*Stated problem:* Update the data from the line with "If you would be willing to tag the roadside" up to and including the line with "(1100, 181)" by changing "tag" to "mark" and keeping everything else the same. Return only those lines.

(Dataset records)

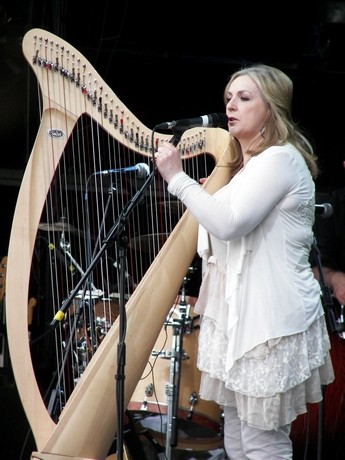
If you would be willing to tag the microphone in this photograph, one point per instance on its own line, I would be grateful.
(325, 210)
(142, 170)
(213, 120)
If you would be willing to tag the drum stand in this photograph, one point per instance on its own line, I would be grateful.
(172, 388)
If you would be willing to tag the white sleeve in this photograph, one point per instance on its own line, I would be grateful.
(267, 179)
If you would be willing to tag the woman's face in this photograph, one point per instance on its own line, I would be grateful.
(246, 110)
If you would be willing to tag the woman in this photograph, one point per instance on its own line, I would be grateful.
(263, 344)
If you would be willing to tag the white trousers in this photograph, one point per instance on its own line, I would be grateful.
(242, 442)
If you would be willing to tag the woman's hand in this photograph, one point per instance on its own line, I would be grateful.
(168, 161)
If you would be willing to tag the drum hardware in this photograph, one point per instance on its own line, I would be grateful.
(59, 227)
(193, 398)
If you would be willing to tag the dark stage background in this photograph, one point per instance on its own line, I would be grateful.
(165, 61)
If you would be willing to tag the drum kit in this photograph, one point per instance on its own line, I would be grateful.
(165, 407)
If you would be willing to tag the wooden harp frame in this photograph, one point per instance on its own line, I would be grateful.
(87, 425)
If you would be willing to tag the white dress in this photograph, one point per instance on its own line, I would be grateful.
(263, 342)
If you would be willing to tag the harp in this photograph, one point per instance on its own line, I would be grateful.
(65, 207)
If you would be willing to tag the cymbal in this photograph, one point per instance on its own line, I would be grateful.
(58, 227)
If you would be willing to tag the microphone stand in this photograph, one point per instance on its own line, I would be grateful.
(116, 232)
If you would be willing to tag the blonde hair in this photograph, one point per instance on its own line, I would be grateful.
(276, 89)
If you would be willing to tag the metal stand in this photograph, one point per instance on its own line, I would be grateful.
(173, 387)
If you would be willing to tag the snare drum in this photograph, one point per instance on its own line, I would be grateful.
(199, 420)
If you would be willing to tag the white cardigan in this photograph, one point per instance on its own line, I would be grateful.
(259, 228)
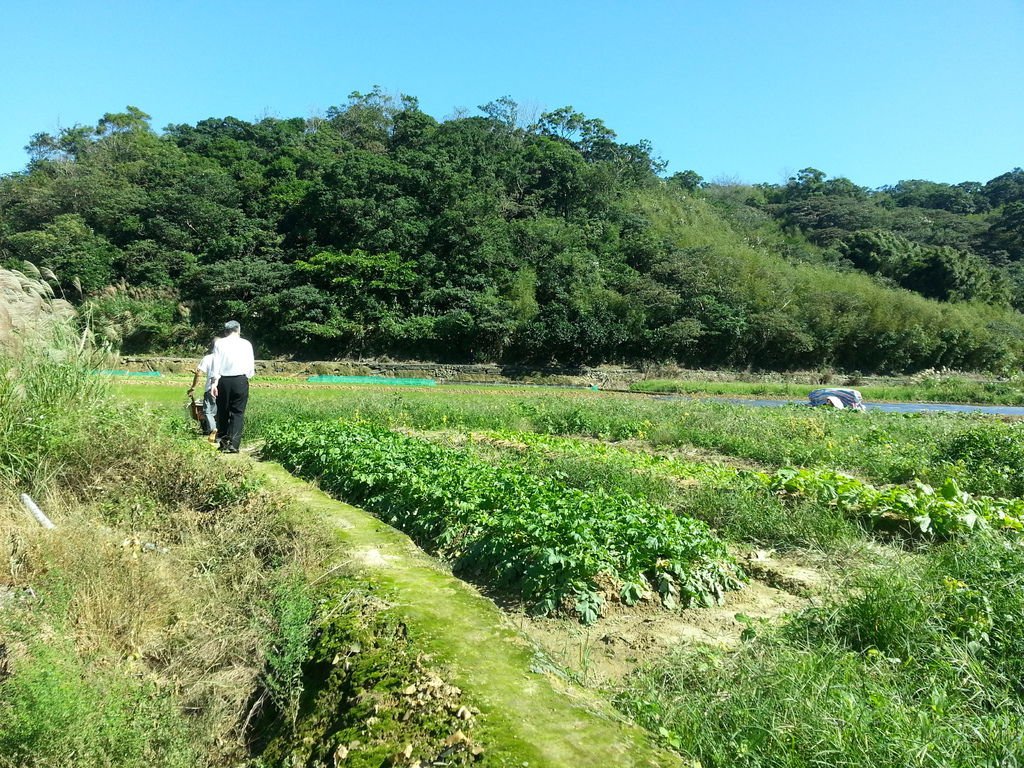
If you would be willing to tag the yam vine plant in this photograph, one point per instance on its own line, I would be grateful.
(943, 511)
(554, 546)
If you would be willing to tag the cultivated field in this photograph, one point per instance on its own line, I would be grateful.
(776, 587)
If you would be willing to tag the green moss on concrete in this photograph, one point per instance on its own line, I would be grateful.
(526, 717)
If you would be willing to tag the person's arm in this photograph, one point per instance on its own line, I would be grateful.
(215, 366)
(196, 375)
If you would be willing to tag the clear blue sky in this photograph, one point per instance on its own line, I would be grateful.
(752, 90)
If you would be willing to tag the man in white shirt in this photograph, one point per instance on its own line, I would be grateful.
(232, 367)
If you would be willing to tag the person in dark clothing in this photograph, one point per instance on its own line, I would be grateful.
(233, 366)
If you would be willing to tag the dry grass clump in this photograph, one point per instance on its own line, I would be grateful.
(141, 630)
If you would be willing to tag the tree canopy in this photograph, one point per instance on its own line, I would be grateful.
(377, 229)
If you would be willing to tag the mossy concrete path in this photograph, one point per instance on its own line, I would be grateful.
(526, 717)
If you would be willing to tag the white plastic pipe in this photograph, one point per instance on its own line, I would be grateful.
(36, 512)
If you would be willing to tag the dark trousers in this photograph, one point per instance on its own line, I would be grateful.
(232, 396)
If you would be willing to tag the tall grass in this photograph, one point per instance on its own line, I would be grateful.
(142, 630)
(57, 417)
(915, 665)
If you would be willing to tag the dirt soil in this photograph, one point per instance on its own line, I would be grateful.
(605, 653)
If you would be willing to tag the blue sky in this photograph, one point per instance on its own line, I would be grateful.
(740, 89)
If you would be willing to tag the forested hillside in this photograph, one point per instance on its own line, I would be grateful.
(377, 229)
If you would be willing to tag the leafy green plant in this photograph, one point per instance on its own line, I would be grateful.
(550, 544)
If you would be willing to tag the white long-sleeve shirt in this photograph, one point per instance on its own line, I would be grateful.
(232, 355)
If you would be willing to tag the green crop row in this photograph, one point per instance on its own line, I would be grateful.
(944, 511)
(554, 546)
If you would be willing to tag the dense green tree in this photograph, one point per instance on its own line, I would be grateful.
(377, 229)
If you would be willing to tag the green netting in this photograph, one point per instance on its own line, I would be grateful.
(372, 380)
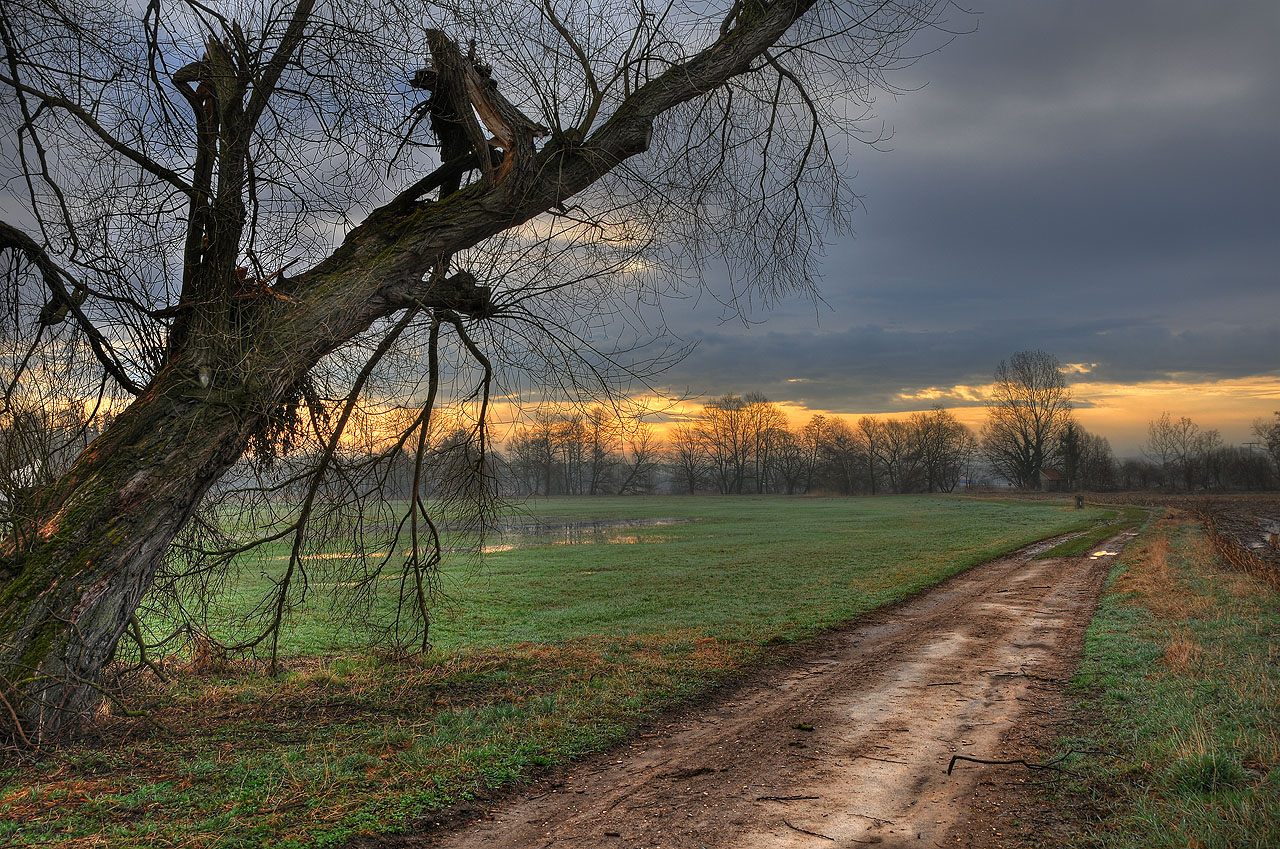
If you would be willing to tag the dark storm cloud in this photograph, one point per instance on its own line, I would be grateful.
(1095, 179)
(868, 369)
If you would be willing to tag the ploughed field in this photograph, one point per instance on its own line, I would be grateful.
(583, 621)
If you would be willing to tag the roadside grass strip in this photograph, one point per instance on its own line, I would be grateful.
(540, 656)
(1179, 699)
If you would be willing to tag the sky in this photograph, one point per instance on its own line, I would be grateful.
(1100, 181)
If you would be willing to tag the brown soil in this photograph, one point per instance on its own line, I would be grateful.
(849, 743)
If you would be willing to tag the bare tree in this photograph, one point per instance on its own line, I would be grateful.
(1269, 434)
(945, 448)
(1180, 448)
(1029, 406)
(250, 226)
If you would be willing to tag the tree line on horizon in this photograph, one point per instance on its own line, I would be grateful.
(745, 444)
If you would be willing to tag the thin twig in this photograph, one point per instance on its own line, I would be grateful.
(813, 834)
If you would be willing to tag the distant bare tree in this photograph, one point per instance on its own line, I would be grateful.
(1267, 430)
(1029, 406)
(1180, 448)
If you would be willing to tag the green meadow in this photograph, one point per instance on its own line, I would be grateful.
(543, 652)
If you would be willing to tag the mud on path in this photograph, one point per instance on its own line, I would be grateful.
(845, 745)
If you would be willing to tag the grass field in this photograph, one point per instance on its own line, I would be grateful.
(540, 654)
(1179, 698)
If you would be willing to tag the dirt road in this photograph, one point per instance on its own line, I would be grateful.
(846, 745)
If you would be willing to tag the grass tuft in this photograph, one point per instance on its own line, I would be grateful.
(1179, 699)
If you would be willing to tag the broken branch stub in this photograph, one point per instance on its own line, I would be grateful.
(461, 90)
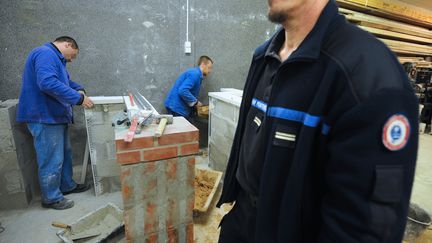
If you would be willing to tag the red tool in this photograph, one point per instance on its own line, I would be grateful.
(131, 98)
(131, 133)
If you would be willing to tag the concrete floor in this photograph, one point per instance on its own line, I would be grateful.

*Exercise solution:*
If you would be willing to mark the roadside grass strip in this photograph, one point per instance on its own line, I would be grateful.
(540, 656)
(1179, 699)
If you would be willing to mark the sky in this photograph, one point per instance on its own line, I would be grateful.
(1100, 181)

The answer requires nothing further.